---- Given information

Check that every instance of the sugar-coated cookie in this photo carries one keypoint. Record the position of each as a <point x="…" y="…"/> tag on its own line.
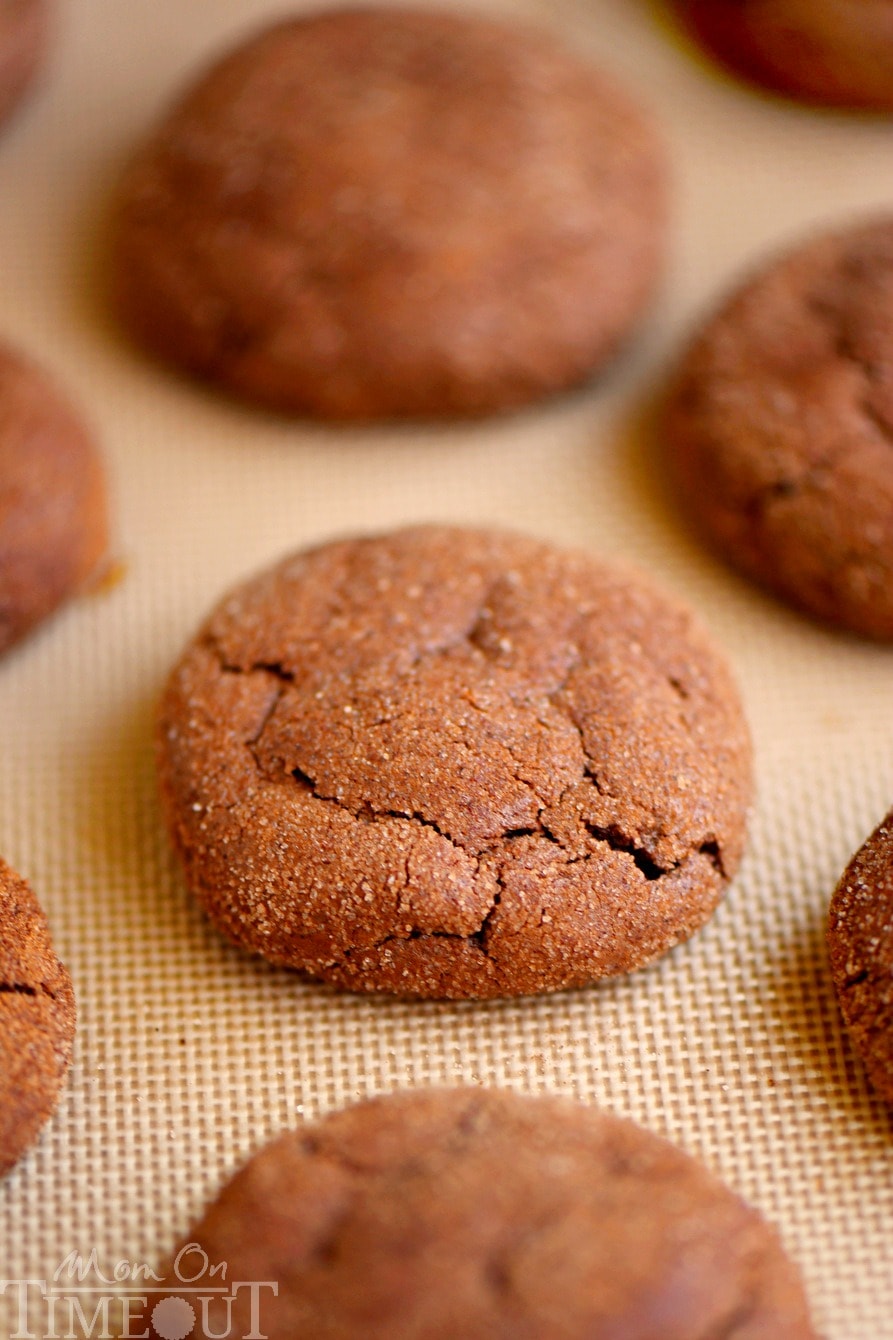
<point x="453" y="763"/>
<point x="52" y="499"/>
<point x="385" y="212"/>
<point x="484" y="1214"/>
<point x="826" y="51"/>
<point x="860" y="938"/>
<point x="779" y="428"/>
<point x="36" y="1019"/>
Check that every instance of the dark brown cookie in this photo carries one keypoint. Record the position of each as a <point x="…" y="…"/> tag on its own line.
<point x="384" y="212"/>
<point x="827" y="51"/>
<point x="779" y="429"/>
<point x="487" y="1216"/>
<point x="52" y="500"/>
<point x="453" y="764"/>
<point x="860" y="940"/>
<point x="23" y="30"/>
<point x="36" y="1019"/>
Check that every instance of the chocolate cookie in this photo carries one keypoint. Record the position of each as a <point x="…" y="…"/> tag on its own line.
<point x="453" y="764"/>
<point x="382" y="212"/>
<point x="779" y="429"/>
<point x="23" y="26"/>
<point x="826" y="51"/>
<point x="486" y="1216"/>
<point x="52" y="501"/>
<point x="36" y="1019"/>
<point x="860" y="940"/>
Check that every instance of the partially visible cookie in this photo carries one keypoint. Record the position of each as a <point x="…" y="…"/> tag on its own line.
<point x="827" y="51"/>
<point x="453" y="763"/>
<point x="488" y="1216"/>
<point x="385" y="212"/>
<point x="23" y="26"/>
<point x="36" y="1019"/>
<point x="52" y="499"/>
<point x="778" y="430"/>
<point x="860" y="940"/>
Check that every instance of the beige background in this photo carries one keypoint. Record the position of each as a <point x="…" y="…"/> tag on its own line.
<point x="191" y="1053"/>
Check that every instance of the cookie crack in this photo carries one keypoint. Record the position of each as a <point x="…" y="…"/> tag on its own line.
<point x="618" y="840"/>
<point x="845" y="350"/>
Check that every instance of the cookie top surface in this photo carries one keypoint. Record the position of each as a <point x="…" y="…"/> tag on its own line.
<point x="52" y="499"/>
<point x="389" y="212"/>
<point x="827" y="51"/>
<point x="486" y="1214"/>
<point x="23" y="34"/>
<point x="779" y="428"/>
<point x="860" y="942"/>
<point x="453" y="763"/>
<point x="36" y="1019"/>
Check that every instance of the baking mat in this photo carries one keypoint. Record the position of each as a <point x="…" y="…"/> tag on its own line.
<point x="191" y="1053"/>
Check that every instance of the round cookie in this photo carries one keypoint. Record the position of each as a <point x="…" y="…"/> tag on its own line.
<point x="826" y="51"/>
<point x="860" y="940"/>
<point x="490" y="1216"/>
<point x="52" y="500"/>
<point x="452" y="763"/>
<point x="376" y="213"/>
<point x="23" y="30"/>
<point x="779" y="429"/>
<point x="36" y="1019"/>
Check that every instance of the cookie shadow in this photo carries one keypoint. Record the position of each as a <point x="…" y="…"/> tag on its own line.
<point x="807" y="1041"/>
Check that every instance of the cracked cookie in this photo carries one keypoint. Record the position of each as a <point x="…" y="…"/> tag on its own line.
<point x="52" y="499"/>
<point x="378" y="213"/>
<point x="36" y="1019"/>
<point x="452" y="763"/>
<point x="491" y="1216"/>
<point x="827" y="51"/>
<point x="860" y="941"/>
<point x="22" y="44"/>
<point x="778" y="430"/>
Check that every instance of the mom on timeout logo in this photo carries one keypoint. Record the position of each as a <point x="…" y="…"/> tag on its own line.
<point x="129" y="1301"/>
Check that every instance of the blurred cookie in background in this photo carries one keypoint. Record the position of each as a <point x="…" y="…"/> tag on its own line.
<point x="52" y="499"/>
<point x="823" y="51"/>
<point x="388" y="213"/>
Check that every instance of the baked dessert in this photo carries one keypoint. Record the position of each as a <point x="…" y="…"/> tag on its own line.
<point x="453" y="763"/>
<point x="36" y="1019"/>
<point x="860" y="941"/>
<point x="779" y="424"/>
<point x="52" y="499"/>
<point x="837" y="52"/>
<point x="385" y="212"/>
<point x="490" y="1216"/>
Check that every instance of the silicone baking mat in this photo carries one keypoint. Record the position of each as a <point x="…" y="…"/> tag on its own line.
<point x="189" y="1053"/>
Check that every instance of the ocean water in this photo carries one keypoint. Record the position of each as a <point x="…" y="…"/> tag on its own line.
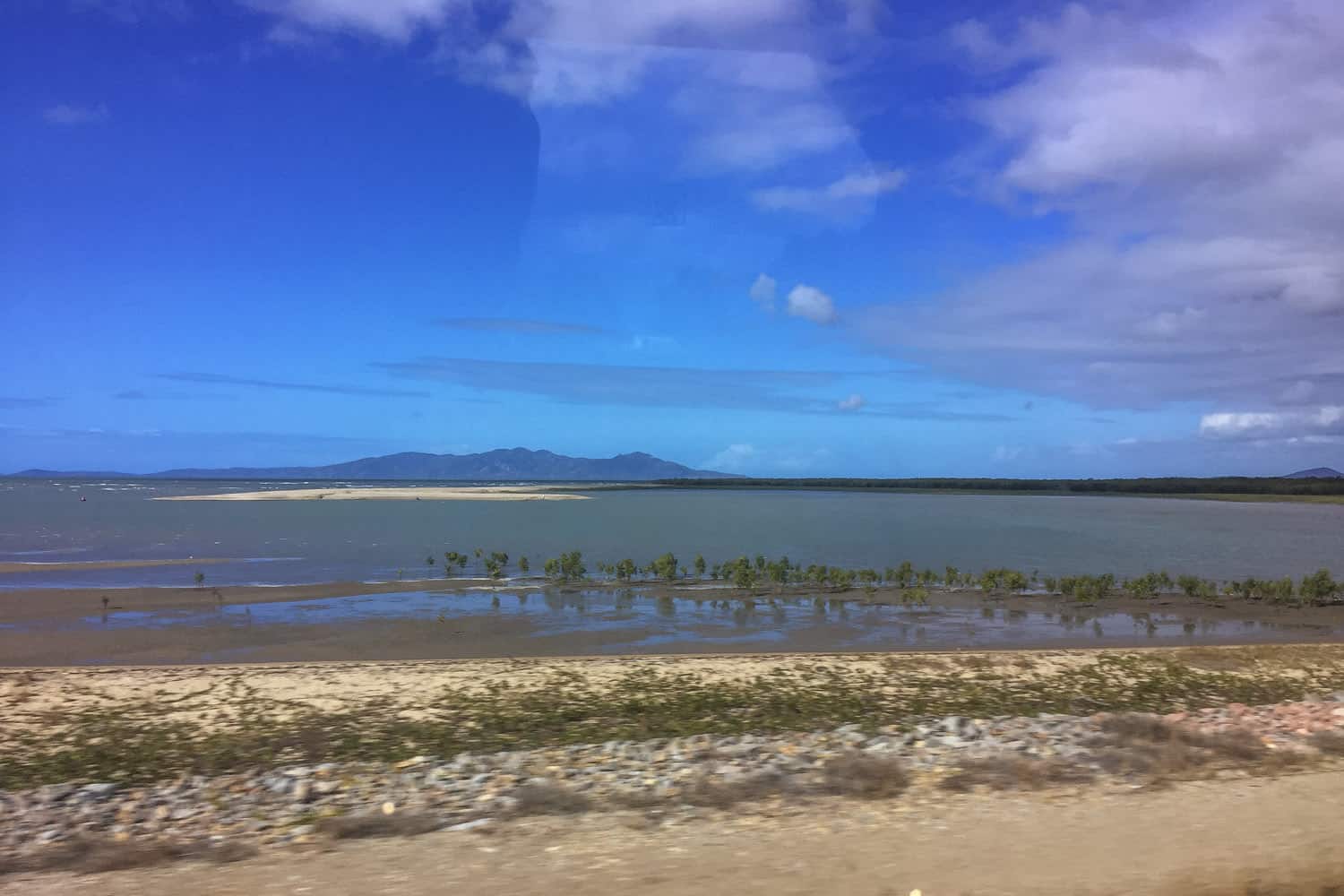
<point x="296" y="541"/>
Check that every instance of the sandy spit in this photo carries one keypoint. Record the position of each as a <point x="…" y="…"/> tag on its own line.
<point x="392" y="493"/>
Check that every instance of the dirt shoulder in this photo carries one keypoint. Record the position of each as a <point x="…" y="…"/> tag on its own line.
<point x="1210" y="837"/>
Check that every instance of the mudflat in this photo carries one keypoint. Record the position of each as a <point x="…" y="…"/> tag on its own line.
<point x="478" y="618"/>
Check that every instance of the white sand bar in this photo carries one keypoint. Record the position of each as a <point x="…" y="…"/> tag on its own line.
<point x="394" y="493"/>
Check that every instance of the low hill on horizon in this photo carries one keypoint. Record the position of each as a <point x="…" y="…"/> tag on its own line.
<point x="497" y="465"/>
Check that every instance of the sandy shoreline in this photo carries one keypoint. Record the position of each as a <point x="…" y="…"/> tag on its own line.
<point x="394" y="493"/>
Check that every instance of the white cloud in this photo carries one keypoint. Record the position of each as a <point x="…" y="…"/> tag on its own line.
<point x="785" y="461"/>
<point x="70" y="115"/>
<point x="1325" y="421"/>
<point x="762" y="292"/>
<point x="811" y="304"/>
<point x="840" y="198"/>
<point x="734" y="458"/>
<point x="397" y="21"/>
<point x="1195" y="151"/>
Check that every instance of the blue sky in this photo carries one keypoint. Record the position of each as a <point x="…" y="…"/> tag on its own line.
<point x="771" y="237"/>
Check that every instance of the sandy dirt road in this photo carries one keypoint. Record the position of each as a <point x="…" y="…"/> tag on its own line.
<point x="1195" y="837"/>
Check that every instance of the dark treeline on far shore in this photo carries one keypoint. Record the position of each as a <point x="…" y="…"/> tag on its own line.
<point x="1155" y="485"/>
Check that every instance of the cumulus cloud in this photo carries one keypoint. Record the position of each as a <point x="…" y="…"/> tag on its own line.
<point x="1196" y="151"/>
<point x="72" y="115"/>
<point x="841" y="198"/>
<point x="736" y="458"/>
<point x="762" y="292"/>
<point x="811" y="304"/>
<point x="1322" y="422"/>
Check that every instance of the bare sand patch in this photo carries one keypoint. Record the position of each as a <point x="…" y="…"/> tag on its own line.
<point x="392" y="493"/>
<point x="67" y="565"/>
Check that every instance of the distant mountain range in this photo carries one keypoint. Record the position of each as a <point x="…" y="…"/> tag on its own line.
<point x="497" y="465"/>
<point x="1316" y="473"/>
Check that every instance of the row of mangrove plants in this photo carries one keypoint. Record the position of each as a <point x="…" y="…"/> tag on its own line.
<point x="761" y="573"/>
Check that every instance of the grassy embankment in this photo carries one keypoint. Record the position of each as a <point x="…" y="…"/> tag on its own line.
<point x="228" y="726"/>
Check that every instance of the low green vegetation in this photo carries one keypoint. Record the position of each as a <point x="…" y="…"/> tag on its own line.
<point x="139" y="743"/>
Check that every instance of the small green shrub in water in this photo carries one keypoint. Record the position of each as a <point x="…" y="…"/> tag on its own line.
<point x="1319" y="587"/>
<point x="1148" y="584"/>
<point x="567" y="567"/>
<point x="664" y="567"/>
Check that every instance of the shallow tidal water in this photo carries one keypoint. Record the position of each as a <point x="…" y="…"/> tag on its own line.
<point x="300" y="541"/>
<point x="631" y="621"/>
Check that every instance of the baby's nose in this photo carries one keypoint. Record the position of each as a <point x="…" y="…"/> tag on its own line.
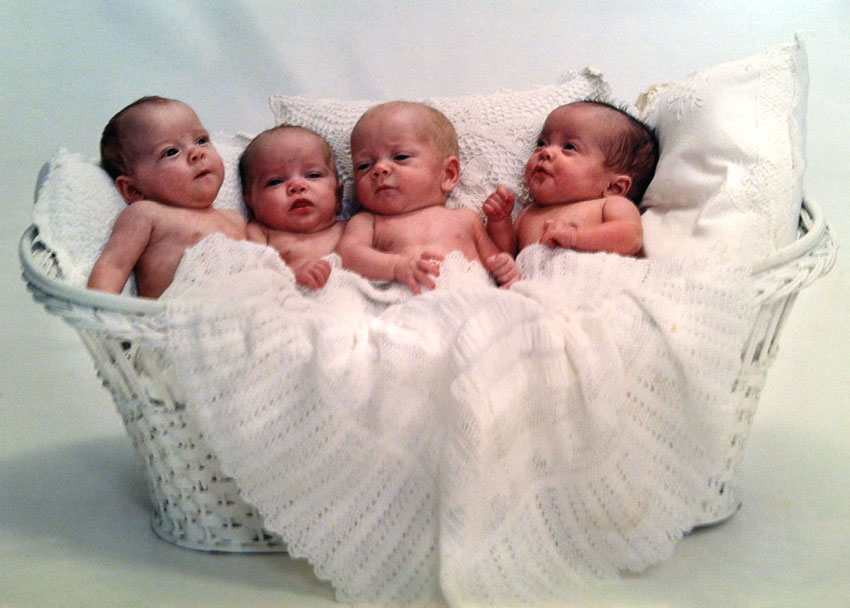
<point x="380" y="168"/>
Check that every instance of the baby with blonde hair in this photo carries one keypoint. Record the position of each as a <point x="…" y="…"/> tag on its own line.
<point x="406" y="162"/>
<point x="169" y="173"/>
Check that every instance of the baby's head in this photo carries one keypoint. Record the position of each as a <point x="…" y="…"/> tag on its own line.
<point x="405" y="157"/>
<point x="289" y="180"/>
<point x="588" y="150"/>
<point x="157" y="149"/>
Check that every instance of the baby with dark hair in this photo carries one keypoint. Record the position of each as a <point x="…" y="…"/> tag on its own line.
<point x="169" y="173"/>
<point x="290" y="183"/>
<point x="588" y="172"/>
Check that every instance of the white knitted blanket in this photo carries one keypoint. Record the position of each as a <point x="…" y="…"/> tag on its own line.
<point x="471" y="445"/>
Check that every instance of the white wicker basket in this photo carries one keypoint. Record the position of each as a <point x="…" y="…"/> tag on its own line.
<point x="196" y="506"/>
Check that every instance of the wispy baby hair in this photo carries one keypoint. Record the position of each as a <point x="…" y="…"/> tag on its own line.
<point x="632" y="150"/>
<point x="113" y="155"/>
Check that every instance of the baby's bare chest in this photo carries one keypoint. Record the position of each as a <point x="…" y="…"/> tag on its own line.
<point x="443" y="229"/>
<point x="294" y="247"/>
<point x="532" y="222"/>
<point x="178" y="231"/>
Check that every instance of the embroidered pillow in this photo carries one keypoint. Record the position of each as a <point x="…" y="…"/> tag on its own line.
<point x="729" y="178"/>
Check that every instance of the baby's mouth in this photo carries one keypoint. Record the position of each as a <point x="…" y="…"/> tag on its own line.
<point x="301" y="204"/>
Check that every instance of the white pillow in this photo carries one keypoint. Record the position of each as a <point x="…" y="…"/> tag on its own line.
<point x="77" y="204"/>
<point x="729" y="177"/>
<point x="496" y="132"/>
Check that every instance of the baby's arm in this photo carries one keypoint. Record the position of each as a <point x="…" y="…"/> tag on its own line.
<point x="619" y="232"/>
<point x="257" y="233"/>
<point x="313" y="273"/>
<point x="358" y="254"/>
<point x="498" y="208"/>
<point x="130" y="237"/>
<point x="500" y="264"/>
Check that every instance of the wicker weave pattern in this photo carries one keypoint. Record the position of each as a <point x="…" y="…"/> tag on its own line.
<point x="196" y="506"/>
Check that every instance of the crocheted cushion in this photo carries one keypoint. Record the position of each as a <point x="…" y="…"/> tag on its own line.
<point x="496" y="132"/>
<point x="729" y="180"/>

--------

*Task brief:*
Quote only the lines from the one containing "Check that every instance of the crocheted" through the final line of the records, with both ends included.

*Response:*
Check that every instance of the crocheted cushion in this photo carries one keypoint. Record the position of each as a <point x="…" y="…"/> tag on its own line.
<point x="496" y="132"/>
<point x="729" y="180"/>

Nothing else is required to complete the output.